**Raw records**
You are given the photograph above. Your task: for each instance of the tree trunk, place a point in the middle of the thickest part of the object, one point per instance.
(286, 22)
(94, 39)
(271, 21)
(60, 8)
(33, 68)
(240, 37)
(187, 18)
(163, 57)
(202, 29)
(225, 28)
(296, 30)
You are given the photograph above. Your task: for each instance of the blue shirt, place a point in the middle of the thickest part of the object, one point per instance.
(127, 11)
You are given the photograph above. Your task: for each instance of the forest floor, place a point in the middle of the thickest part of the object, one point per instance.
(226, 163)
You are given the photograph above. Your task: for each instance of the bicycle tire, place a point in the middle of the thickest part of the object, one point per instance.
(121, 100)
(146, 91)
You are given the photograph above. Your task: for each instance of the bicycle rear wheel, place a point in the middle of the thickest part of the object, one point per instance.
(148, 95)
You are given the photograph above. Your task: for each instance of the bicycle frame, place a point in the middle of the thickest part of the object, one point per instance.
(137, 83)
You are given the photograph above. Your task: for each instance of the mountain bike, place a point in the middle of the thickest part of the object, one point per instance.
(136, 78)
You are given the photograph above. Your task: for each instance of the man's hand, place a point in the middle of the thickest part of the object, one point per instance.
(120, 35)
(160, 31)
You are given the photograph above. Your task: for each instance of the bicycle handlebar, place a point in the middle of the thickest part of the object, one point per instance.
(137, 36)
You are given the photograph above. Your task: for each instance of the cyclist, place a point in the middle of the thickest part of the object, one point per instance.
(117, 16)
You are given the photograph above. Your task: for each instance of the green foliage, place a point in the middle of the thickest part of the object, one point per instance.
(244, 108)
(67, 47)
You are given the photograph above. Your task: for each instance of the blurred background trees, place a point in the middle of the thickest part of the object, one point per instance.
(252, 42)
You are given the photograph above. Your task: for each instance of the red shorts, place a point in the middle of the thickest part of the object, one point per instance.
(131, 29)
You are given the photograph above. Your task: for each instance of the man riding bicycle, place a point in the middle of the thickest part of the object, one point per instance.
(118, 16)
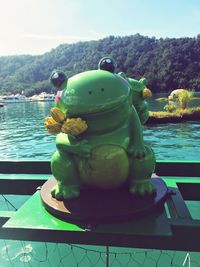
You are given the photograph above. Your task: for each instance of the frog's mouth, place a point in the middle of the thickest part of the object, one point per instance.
(101, 109)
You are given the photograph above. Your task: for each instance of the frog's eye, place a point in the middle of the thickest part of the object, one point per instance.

**Task brief**
Retype the listing word for word, from the line that contains "of the blurred" through the end of the listing, inclusive. Leave the pictures out of your answer.

**Full solution**
You are given the photograph above. Your task: for each instance of the blurred background trees, place a point in the middle of the thickest part of the object, one point per instance.
(252, 42)
You are given the photograph above. Your task: for each instance of the red shorts, place a point in the middle of the thickest part of the object, one point per instance.
(131, 29)
You are given the photograph above. Your task: for each instance of the man riding bicycle, place a point in the middle of the thickest part of the object, one point per instance.
(118, 16)
You are given the photograph above. Your task: for each instance of the frog's mouth, place a point in the middle of the thickest part of the object, one point per instance.
(101, 109)
You are given the photograph above. Your task: for each instance of the frog's eye, place a point in the middle of the thickest part of the object, one point per instance.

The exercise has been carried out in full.